ARB-11: A Homebrew PDP-11 Computer

      This web site is being brought to you from a homebrew
   computer designed to emulate a PDP-11/34. The core of the
   computer took about two years of spare time to design and
   build. The machine has a 32-bit wide microcoded instruction
   decoder and a 96-bit wide microcoded sequencer with a basic
   microcycle time of 250 nanoseconds. The 32-bit CPU uses 8
   AMD-2901C 4-bit slice arithmetic/logic units wired to
   perform 8, 16, 24, and 32-bit operations. The machine has
   4K words of instruction decoder and sequencer microcode.
   The machine was coded to emulate the venerable PDP-11/34
   instruction set and uses UNIBUS I/O. Additionally the
   FP-11 and FIS (PDP-11/35) floating point was also coded.
   The basic PDP-11 instruction set programmed in 256 words
   of decoder and sequencer microcode. The EIS, FIS, and FPU
   microcode required 768 additional sequencer words. This 
   code was programmed into bipolar proms as the machines native
   instruction set. The remaining 3K of decoder and sequencer
   microcode is high-speed programmable static ram which can
   be loaded on the fly with whatever extension instructions
   you might wish to implement (e.g. a block memory-to-memory
   move instruction). The machine executes most single operand
   register and double operand register-to-register
   instructions in .75 microseconds (3 microcycles). The
   machine is benchmarked at slightly faster than the
   PDP-11/34 (with a FPU).  This machine was my development
   platform for many microprocessor based projects and uses
   the RT-11/TSX-Plus operating systems.

Dataset entries>
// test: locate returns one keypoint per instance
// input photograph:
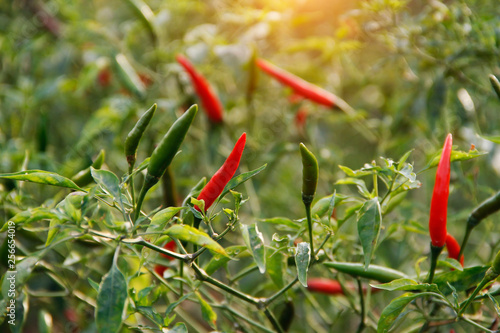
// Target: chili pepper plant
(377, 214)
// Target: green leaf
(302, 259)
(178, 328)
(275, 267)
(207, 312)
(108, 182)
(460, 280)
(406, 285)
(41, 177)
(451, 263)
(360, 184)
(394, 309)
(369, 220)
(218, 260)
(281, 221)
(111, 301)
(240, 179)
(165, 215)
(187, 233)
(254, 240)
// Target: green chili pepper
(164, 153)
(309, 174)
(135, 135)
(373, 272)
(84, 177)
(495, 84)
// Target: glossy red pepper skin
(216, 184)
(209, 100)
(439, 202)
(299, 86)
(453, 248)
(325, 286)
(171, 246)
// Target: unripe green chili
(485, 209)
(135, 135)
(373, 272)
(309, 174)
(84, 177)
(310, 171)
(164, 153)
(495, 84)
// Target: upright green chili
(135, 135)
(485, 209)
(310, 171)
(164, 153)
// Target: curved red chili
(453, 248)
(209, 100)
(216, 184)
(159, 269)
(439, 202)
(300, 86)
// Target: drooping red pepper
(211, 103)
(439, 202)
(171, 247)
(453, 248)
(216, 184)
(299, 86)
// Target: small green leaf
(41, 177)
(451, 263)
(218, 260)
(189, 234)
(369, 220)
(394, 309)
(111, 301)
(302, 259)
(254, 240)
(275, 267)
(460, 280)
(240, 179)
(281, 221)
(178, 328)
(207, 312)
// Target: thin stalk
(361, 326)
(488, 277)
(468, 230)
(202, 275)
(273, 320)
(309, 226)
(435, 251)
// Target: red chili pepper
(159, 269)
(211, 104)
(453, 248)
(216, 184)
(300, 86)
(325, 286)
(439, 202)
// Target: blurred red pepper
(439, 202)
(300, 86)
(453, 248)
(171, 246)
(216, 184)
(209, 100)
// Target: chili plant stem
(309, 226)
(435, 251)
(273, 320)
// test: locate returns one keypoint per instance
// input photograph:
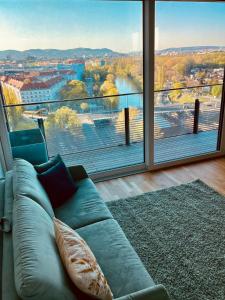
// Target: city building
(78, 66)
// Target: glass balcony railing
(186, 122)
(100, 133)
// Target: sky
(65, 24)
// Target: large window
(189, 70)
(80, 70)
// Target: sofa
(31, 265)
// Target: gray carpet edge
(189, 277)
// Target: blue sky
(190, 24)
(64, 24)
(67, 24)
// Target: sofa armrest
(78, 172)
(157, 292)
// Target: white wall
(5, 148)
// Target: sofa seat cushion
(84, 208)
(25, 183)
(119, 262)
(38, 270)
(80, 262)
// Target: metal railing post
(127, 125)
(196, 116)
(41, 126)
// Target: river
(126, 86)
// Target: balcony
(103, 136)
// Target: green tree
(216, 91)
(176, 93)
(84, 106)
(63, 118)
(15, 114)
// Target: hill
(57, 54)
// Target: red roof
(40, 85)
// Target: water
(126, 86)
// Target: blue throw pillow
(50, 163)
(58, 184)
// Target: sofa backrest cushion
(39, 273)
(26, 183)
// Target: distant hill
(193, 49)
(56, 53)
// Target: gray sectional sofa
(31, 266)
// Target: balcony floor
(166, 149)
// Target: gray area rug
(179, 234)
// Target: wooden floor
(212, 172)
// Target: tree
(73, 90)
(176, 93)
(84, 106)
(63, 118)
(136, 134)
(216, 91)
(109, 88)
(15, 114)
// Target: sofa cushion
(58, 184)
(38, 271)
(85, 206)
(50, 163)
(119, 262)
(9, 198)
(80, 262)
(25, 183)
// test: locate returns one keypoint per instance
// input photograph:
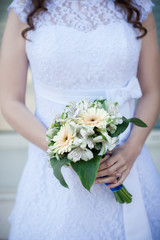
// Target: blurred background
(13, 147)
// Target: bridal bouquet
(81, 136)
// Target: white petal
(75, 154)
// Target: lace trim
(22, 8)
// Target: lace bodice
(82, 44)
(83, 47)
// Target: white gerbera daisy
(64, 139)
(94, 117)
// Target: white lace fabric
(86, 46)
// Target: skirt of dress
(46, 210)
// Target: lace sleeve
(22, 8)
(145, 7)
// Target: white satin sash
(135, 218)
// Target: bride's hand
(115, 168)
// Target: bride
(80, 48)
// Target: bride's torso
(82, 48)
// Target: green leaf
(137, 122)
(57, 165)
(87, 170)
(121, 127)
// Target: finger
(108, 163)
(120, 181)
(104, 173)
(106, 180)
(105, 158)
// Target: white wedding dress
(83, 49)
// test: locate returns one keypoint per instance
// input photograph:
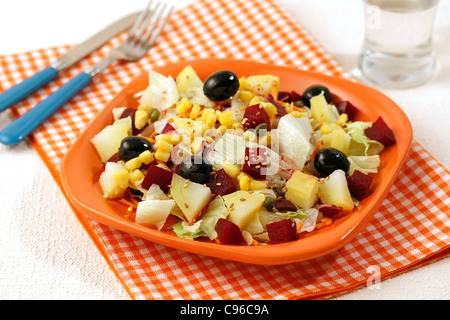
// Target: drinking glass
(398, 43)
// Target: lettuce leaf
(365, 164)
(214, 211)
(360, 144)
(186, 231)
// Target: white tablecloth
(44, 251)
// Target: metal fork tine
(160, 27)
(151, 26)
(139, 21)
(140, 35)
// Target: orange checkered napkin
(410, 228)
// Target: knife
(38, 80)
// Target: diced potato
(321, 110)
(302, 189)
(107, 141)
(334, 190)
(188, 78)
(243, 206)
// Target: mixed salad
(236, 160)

Objective 1>
Based on the homebrew PDP-11 page, answer yes or no for each statement and quote the words of the page that decide it: (a) The CPU is built from 8 AMD-2901C slice units. (b) The machine's basic microcycle time is 500 nanoseconds. (c) The remaining 3K of decoder and sequencer microcode is held in bipolar proms.
Objective 2>
List every operation width that the homebrew PDP-11 page says the arithmetic/logic units are wired to perform.

Written answer 1>
(a) Yes: "The 32-bit CPU uses 8 AMD-2901C 4-bit slice arithmetic/logic units"
(b) No: "a basic microcycle time of 250 nanoseconds"
(c) No: "The remaining 3K of decoder and sequencer microcode is high-speed programmable static ram"

Written answer 2>
8-bit, 16-bit, 24-bit, 32-bit